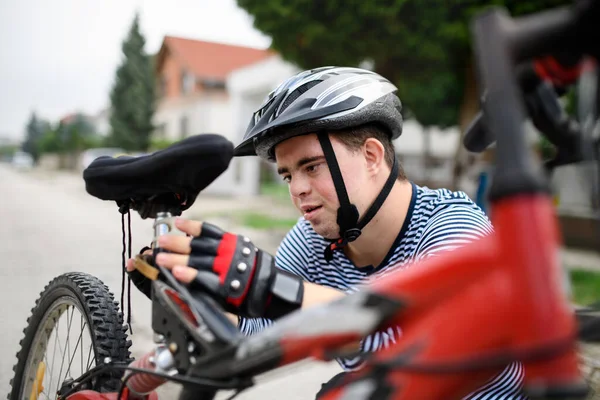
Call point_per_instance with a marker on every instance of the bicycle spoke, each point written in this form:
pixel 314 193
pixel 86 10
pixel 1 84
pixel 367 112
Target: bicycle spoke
pixel 81 319
pixel 74 354
pixel 56 345
pixel 66 345
pixel 89 363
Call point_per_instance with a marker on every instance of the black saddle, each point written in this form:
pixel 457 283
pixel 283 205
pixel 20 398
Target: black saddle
pixel 167 180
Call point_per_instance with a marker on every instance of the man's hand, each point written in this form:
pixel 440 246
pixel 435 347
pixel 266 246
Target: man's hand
pixel 229 267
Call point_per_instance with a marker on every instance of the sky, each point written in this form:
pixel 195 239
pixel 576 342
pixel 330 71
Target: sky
pixel 60 56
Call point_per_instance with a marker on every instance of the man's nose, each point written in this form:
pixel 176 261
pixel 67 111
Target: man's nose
pixel 299 187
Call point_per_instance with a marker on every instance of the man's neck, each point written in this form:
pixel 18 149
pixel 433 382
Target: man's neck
pixel 379 235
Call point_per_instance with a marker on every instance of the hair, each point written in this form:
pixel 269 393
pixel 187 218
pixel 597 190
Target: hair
pixel 354 138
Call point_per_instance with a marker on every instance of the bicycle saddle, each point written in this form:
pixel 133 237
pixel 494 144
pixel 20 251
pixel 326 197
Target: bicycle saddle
pixel 167 180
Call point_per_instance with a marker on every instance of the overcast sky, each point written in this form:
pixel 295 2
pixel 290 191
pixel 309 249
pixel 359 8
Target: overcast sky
pixel 60 56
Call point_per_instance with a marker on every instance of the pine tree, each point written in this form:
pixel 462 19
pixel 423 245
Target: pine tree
pixel 133 95
pixel 34 131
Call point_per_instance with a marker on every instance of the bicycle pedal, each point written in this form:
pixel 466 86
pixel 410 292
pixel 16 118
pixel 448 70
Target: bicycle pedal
pixel 145 269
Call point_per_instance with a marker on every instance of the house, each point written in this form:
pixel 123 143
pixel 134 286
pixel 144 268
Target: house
pixel 193 97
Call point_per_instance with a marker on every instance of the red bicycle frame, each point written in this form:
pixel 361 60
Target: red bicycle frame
pixel 464 314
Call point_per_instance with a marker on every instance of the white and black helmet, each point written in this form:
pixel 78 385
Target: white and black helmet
pixel 326 98
pixel 319 101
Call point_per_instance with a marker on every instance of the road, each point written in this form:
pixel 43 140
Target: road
pixel 49 225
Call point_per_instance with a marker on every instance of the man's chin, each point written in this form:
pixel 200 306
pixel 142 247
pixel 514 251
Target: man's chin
pixel 327 232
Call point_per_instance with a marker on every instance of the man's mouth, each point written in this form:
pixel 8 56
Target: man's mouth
pixel 310 211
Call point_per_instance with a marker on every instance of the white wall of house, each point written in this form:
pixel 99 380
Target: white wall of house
pixel 248 87
pixel 207 113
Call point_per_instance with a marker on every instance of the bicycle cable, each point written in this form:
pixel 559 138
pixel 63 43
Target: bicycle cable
pixel 231 384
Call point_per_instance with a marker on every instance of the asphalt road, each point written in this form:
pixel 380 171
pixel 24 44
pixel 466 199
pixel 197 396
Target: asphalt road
pixel 49 225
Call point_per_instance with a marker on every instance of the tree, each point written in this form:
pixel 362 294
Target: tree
pixel 133 95
pixel 33 133
pixel 422 46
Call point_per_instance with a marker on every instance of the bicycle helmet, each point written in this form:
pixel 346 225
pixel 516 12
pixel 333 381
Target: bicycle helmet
pixel 319 101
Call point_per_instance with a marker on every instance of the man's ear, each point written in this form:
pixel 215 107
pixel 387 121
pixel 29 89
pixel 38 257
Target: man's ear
pixel 374 153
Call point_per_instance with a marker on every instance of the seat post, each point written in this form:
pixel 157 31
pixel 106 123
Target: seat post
pixel 163 224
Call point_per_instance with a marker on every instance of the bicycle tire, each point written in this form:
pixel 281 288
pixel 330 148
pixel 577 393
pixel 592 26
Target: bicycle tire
pixel 96 303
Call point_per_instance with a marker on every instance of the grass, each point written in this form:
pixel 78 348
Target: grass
pixel 585 286
pixel 277 191
pixel 260 221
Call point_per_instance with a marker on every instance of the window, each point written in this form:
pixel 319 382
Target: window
pixel 161 131
pixel 183 127
pixel 163 87
pixel 187 82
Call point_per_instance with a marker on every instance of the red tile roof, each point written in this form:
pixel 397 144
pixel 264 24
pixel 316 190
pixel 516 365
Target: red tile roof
pixel 210 59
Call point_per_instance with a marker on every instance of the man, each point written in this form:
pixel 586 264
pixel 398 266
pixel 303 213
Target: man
pixel 330 131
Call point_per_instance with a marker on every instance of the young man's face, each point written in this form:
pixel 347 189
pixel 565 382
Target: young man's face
pixel 301 163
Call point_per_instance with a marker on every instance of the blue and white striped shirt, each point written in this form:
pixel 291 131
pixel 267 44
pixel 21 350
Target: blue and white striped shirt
pixel 437 220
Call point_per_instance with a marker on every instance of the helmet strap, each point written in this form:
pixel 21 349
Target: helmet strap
pixel 347 215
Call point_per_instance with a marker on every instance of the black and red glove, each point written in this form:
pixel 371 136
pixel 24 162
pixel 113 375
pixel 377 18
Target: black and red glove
pixel 242 277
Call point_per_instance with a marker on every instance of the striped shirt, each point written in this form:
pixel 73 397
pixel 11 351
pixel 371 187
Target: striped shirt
pixel 437 220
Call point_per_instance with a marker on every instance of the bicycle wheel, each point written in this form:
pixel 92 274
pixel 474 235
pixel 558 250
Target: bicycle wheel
pixel 60 345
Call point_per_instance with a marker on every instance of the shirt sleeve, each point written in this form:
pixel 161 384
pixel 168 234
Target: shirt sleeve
pixel 293 255
pixel 451 226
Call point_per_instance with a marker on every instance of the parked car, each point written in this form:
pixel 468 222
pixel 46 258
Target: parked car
pixel 91 154
pixel 22 160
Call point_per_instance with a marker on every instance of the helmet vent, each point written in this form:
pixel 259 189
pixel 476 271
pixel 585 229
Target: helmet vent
pixel 297 93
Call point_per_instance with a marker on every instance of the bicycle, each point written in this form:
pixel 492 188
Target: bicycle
pixel 511 309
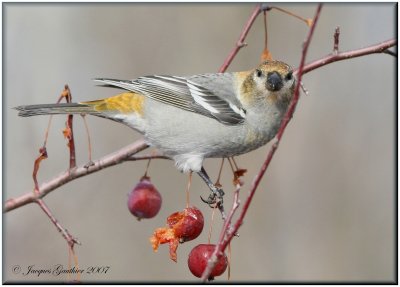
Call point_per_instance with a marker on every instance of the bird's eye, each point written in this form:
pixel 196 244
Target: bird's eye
pixel 289 76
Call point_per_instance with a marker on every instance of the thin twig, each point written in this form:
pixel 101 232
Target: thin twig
pixel 69 175
pixel 240 42
pixel 391 53
pixel 336 36
pixel 373 49
pixel 226 231
pixel 68 237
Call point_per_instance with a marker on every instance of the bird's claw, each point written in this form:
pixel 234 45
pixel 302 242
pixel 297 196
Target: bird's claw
pixel 215 199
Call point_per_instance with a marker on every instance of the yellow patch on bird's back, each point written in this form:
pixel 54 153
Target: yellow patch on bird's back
pixel 125 103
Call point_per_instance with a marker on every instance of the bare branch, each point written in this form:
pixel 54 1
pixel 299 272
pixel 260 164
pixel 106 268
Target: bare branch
pixel 336 40
pixel 240 42
pixel 374 49
pixel 69 175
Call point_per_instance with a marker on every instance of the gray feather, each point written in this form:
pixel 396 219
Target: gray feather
pixel 52 109
pixel 189 94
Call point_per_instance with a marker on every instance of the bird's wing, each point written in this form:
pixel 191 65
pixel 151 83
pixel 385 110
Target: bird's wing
pixel 185 93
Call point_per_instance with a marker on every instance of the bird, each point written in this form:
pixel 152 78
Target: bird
pixel 191 118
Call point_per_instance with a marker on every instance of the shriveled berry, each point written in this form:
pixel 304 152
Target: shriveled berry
pixel 187 224
pixel 144 201
pixel 182 226
pixel 198 260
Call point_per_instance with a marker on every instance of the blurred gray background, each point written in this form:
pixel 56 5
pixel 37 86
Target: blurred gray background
pixel 325 209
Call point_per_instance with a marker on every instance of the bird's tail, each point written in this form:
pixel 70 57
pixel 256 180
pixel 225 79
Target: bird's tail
pixel 53 109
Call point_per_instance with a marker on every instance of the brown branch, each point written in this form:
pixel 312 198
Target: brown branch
pixel 69 175
pixel 226 236
pixel 240 42
pixel 125 154
pixel 336 36
pixel 373 49
pixel 68 237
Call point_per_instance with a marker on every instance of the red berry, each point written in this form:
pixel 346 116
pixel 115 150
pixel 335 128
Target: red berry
pixel 187 224
pixel 144 201
pixel 198 260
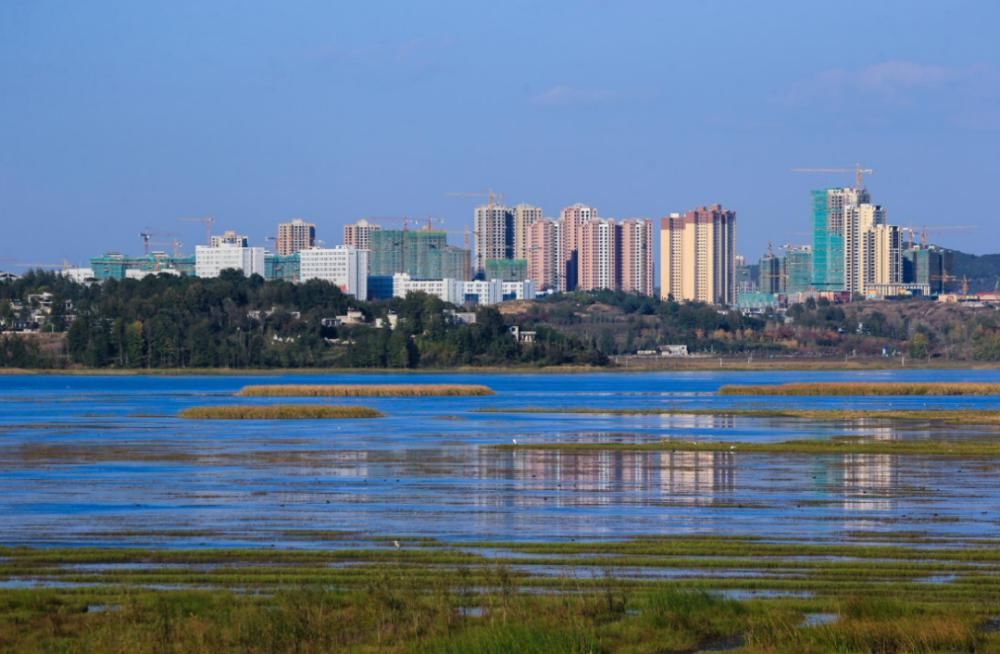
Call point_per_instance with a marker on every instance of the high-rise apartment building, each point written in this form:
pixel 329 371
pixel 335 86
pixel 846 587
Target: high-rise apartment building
pixel 295 236
pixel 797 269
pixel 771 275
pixel 598 255
pixel 571 221
pixel 422 254
pixel 635 259
pixel 887 255
pixel 345 266
pixel 359 234
pixel 830 209
pixel 493 226
pixel 859 255
pixel 525 216
pixel 543 255
pixel 697 252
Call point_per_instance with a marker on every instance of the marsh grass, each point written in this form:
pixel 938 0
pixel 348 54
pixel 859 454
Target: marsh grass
pixel 278 412
pixel 412 600
pixel 947 416
pixel 365 390
pixel 864 388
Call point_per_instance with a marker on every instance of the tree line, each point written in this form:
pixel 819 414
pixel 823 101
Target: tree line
pixel 237 322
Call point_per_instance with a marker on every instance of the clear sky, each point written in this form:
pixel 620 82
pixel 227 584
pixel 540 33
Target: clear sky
pixel 115 116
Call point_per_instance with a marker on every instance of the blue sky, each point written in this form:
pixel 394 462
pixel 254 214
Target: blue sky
pixel 116 116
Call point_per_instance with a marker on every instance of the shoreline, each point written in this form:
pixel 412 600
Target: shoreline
pixel 698 364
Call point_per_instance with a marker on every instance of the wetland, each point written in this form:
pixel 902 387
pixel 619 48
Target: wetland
pixel 634 513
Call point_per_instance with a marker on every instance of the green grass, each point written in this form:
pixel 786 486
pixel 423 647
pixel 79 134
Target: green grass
pixel 278 412
pixel 947 416
pixel 411 600
pixel 864 388
pixel 364 390
pixel 971 448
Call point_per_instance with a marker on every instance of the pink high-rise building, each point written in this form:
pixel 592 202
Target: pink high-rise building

_REQUIREMENT_
A word-for-word copy of the lines above from the one with "pixel 157 31" through the one with "the window, each", inclusive, is the only output wanted.

_ANSWER TO THE EXERCISE_
pixel 157 31
pixel 106 123
Target: seat post
pixel 163 224
Call point_per_instance with a marker on every instance of the bicycle tire, each point written in this form:
pixel 281 288
pixel 330 148
pixel 577 393
pixel 592 26
Target: bicycle tire
pixel 96 303
Call point_per_instance with a marker on every instance of the grass, each point written in this form:
pixel 78 348
Target: grass
pixel 585 286
pixel 277 191
pixel 260 221
Call point_per_instance with a marker on every instance of the window, each point written in this form:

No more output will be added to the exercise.